PROBLEM: Take the records underneath and set them down exactly.

Start of RECORDS

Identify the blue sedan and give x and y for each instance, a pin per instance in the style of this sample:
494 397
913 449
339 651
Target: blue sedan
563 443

End of RECORDS

OUTPUT FOR THIS TASK:
Identify the blue sedan and give x and y for each instance, a pin per instance in the style of this sample:
494 397
913 449
339 651
Target: blue sedan
563 443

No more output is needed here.